[Gegeven opdracht 1] Vertaal de volgende zin uit de tuchtuitspraak over de notaris in het Engels: "Naar het oordeel van de kamer leidt de inhoud van genoemde brief noch de overige gedragingen van de notaris tot de conclusie dat zij klager onjuist zou hebben geadviseerd."
[Gegeven opdracht 2] Neem uit de tuchtuitspraak over de notaris het gedeelte van "-        klaagschrift met" tot en met "bepaald op heden." letterlijk over.

ECLI:NL:TNORAMS:2015:18 Kamer voor het notariaat Amsterdam 581375/NT 15-8 Th

ECLI: ECLI:NL:TNORAMS:2015:18
Datum uitspraak: 04-06-2015
Datum publicatie: 06-07-2015
Zaaknummer(s): 581375/NT 15-8 Th
Onderwerp: Registergoed
Beslissingen: Klacht ongegrond
Inhoudsindicatie: Vast staat dat klager de notaris opdracht heeft gegeven tot het passeren van de akte tot levering van de woning. De notaris heeft in haar brief van 2 februari 2014 klager geïnformeerd dat de akte van levering niet kon worden gepasseerd zonder royementstoezegging van de hypotheeknemer en dat het derhalve voor klager noodzakelijk was om de hypothecaire lening van de hypotheeknemer ad € 26.749 te voldoen teneinde de levering van de woning op 23 mei 2014 vrij van hypotheek te laten plaatsvinden. Daarbij heeft zij nader uitgelegd dat, indien klager voornoemde lening niet zou voldoen, klager conform de bepalingen in de betreffende koopovereenkomst van de woning aansprakelijk zou worden gesteld voor het betalen van 10% van de koopsom. Zij heeft daarbij voorts aan klager uitgelegd dat hij, indien hij het niet eens was met de hoogte van deze hypothecaire lening, zich diende te wenden tot de hypotheeknemer zelf teneinde tot een oplossing van dit geschil te komen. Naar het oordeel van de kamer leidt de inhoud van genoemde brief noch de overige gedragingen van de notaris tot de conclusie dat zij klager onjuist zou hebben geadviseerd.

KAMER VOOR HET NOTARIAAT IN HET RESSORT AMSTERDAM

Beslissing van 4 juni 2015 in de klacht met nummer 581375/NT 15-8 Th van:

[klager],

wonende te [woonplaats],

klager,

tegen:

[de notaris],

notaris te [vestigingsplaats],

de notaris,

  1. Het verloop van de procedure

De kamer is uitgegaan van de volgende stukken:

-        klaagschrift met bijlagen van 7 februari 2015, ingekomen op 12 februari 2015;

-        verweerschrift van 12 maart 2015, ingekomen op 16 maart 2015;

Bij de mondelinge behandeling van de klacht op 23 april 2015 zijn klager en de notaris

verschenen. Partijen hebben het woord gevoerd. Uitspraak is bepaald op heden.

[Aangeleverde gegevens]
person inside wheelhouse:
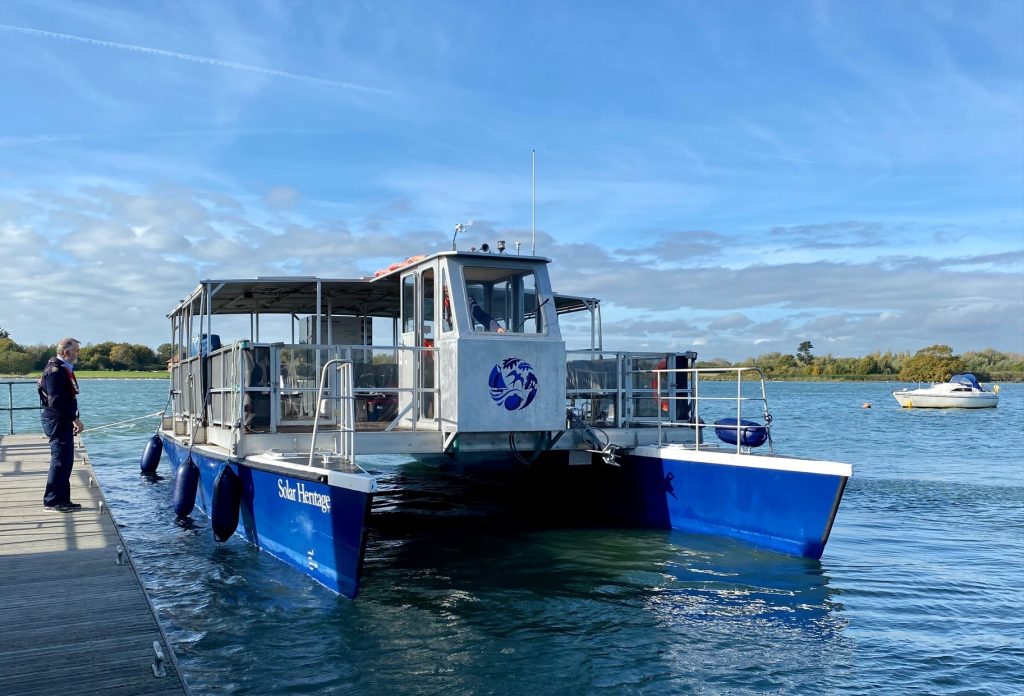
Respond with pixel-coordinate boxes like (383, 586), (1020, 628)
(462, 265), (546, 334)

* * *

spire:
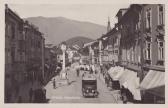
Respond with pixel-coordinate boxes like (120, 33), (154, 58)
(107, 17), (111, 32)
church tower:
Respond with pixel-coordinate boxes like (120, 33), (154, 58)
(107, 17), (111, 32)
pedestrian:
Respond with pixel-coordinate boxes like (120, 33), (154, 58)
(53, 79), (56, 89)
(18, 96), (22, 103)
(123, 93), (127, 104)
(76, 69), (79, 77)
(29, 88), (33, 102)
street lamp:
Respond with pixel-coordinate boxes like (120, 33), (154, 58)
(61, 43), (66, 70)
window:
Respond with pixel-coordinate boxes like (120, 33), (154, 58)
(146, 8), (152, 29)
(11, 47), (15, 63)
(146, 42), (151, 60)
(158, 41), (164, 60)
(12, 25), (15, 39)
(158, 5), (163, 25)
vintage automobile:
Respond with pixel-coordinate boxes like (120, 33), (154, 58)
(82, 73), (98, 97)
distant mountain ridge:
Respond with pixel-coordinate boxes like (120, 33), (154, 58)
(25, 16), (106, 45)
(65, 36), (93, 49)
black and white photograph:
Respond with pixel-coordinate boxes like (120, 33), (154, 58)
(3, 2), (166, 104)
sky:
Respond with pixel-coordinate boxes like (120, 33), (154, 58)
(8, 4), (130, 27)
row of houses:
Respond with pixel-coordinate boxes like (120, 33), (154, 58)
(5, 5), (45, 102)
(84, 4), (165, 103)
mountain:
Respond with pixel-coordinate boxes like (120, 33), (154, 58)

[Resultaat opdracht 1] In the opinion of the chamber, neither the content of the aforementioned letter nor the other conduct of the notary leads to the conclusion that she advised the complainant incorrectly.

[Resultaat opdracht 2]
-        klaagschrift met bijlagen van 7 februari 2015, ingekomen op 12 februari 2015;

-        verweerschrift van 12 maart 2015, ingekomen op 16 maart 2015;

Bij de mondelinge behandeling van de klacht op 23 april 2015 zijn klager en de notaris

verschenen. Partijen hebben het woord gevoerd. Uitspraak is bepaald op heden.